● Task 1
Count the lines of the rows that contain the string "dark", treating uppercase and lowercase as different, and give only the number.

● Text provided
☆ ☆ ☆ ☆
Supervisor Provenza argued that the only way he would be supportive of this is if there were “a substantial set aside of agricultural land” that would have to be paid for by the developer, that would be the bottom line. He expressed concerned about the development of farm land outside of Davis.
Supervisor Saylor suggested that between now and May 15 the staff from the city and county work together on integrating some of the considerations. In a move that seemed to back off from his previous comments, he said “I don’t want this to be interpreted as opposition to economic development in this area.”
Supervisor Provenza added, “I think the pass-through agreement really envisions this process of the county and the city working together.”
Mayor Krovoza added, “I feel like there needs to be much more significant staff sync-up here.” He was nervous that this might simply duplicate the existing process and added, “I can’t imagine a much more public process than the Innovation Parks Task Force.”
The meeting ended on a more conciliatory note, with Supervisor Saylor pushing for an integrated planning process from the beginning and talking about the amazing possibilities before Davis.
—David M. Greenwald reporting
Can anyone outline the usual path that’s followed when a city annexes a county parcel? When Mace Ranch and Wildhorse were annexed, at what point and to what degree did the supes and the county planning staff get involved? Isn’t LAFCO the entity that manages all of this?
Totally confused.
Saylor: “So for the city to proceed brings up some sort of question about what we’re doing here,”
Krovoza: “These sites that we’re talking about are very calculated parts of our Innovation Park Task Force process that you set up at the city.”
Was Saylor part of the City Council when the Innovation Park process was set up?
Yes, I think he was. But two things have changed since then. He is now looking at things from the county’s perspective, and Yolo County is broke. And the pass-through agreement that underpinned previous development decisions is no longer a certainty. The RDA was created for the specific purpose of funding the pass-through agreement.
His perspective doesn’t change his knowledge of events. If he was on the city council when the process was set up and the sites were identified I’m assuming that, even if as a County Supervisor his perspective has changed, he still maintains knowledge of the city’s plans. This article makes it sound like these plans came as surprise to him. I assume I missing something or misunderstanding something.
the sites were finalized in fall 2012. he was off the council by then, but should have been aware of what was going on. as i say below this is all ego for him.
this is more about ego than policy. he thought he was the leader of this back in 2010 with DSIDE that is now irrelevant and has been folded, but he has been surpassed by people like rob white, the innovation park task force, and he’s become an aftermath. so he leans on his boys in councilman lucas and increasingly dan wolk.
How might this entire process been made much easier for the city had the innovation park been Mace 391…. you know, that parcel that we owned but gave away for a $500,000 cash loss and a $100,000,000.00 opportunity cost?
it would have failed at the polls. mace 200 actually has a chance to pass.
You don’t know that. In fact, having our own land to design versus having to negotiate with a landowner-developer would have been a very strong benefit to encouraging yes votes.
you would have had the open space commission making the case to the public that we took land out of easement to turn into a business park. you’d have had angry and organized opposition.
☆ ☆ ☆ ☆
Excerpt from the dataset
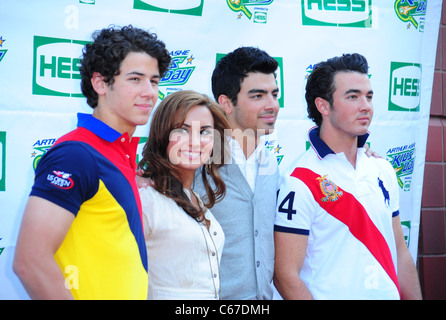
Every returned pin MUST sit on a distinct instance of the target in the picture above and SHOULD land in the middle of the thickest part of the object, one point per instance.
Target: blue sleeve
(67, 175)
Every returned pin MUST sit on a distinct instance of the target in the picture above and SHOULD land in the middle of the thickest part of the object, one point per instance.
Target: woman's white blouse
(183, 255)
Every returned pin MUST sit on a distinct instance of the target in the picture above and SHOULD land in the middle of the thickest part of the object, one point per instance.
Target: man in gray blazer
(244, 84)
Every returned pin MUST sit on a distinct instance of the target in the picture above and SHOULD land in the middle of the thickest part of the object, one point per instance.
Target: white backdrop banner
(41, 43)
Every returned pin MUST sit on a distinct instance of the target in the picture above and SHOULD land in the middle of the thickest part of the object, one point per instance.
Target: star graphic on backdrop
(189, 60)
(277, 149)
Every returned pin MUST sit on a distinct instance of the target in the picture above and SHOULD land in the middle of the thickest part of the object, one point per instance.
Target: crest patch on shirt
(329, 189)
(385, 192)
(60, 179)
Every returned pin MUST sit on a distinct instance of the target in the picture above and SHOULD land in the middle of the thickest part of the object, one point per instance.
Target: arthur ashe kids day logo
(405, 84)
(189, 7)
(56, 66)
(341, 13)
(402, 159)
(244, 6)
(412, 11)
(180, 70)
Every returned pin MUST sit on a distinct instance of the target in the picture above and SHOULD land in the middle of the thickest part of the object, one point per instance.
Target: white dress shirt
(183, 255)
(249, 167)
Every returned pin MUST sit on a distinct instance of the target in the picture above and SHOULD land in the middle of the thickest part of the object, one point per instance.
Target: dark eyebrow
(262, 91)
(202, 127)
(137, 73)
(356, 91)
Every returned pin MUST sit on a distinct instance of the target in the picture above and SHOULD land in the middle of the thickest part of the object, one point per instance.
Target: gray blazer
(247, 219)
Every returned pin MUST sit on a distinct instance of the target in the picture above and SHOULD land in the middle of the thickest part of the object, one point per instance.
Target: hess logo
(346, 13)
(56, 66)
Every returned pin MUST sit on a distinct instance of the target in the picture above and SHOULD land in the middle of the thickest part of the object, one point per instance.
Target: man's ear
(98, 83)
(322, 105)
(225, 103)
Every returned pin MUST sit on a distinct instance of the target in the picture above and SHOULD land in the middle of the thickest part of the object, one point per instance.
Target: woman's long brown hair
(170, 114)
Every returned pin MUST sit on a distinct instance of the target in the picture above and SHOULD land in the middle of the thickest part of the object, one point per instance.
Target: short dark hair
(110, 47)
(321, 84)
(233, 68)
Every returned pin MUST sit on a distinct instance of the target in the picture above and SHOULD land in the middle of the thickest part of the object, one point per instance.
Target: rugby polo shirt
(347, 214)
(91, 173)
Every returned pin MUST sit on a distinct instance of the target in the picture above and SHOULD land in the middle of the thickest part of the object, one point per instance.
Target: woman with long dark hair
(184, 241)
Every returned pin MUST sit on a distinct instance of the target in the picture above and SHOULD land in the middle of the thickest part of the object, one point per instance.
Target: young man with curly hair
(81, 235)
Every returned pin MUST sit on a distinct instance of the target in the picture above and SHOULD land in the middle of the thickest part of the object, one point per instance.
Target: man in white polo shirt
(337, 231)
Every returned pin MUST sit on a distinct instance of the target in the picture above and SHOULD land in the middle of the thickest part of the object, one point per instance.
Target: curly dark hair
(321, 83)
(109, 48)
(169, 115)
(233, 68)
☆ ☆ ☆ ☆
● Task 2
Rewrite the stretch of the text about the Davis development debate from "Supervisor Provenza argued" through "outside of Davis.", swapping "agricultural land" for "farmland".

● Problem solution 1
4

● Problem solution 2
Supervisor Provenza argued that the only way he would be supportive of this is if there were “a substantial set aside of farmland” that would have to be paid for by the developer, that would be the bottom line. He expressed concerned about the development of farm land outside of Davis.